How to complete this task: Across the records below, how many lines contain the string "black"? Give the number by itself.

Stored data:
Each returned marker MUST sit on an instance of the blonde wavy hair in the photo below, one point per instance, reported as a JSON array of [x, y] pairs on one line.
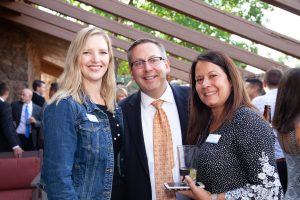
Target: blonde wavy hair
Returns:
[[70, 81]]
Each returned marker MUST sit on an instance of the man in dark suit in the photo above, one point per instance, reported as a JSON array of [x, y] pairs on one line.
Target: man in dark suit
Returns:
[[19, 109], [8, 137], [39, 88], [149, 68]]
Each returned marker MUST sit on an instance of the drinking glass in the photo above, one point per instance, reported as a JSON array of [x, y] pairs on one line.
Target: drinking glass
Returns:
[[187, 161]]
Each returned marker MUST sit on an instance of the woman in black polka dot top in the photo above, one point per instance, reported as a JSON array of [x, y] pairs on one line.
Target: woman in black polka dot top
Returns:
[[236, 146]]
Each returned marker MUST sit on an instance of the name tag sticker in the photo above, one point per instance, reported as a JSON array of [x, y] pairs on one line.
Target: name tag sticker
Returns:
[[92, 118], [213, 138]]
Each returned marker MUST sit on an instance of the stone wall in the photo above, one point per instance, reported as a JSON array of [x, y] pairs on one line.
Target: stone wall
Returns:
[[22, 51], [13, 58]]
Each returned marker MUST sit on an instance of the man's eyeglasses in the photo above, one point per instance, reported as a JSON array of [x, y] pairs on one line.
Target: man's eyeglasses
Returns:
[[154, 61]]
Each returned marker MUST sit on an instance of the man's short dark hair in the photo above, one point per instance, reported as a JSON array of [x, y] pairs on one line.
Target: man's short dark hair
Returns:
[[256, 82], [37, 83], [272, 77], [3, 88]]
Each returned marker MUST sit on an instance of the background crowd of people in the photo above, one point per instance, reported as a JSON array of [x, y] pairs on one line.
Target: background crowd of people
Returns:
[[101, 143]]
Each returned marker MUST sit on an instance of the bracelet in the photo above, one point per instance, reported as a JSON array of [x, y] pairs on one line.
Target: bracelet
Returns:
[[214, 197]]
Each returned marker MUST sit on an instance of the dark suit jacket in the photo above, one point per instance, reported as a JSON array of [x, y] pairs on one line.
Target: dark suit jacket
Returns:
[[36, 113], [137, 172], [8, 135], [38, 99]]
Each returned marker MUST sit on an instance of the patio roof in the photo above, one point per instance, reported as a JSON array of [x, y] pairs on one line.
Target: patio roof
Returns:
[[27, 14]]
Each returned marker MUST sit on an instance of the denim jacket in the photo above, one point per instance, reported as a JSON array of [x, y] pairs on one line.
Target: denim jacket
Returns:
[[78, 151]]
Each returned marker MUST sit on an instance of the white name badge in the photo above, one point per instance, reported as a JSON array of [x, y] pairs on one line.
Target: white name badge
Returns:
[[213, 138], [92, 118]]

Solution to the exercise: 2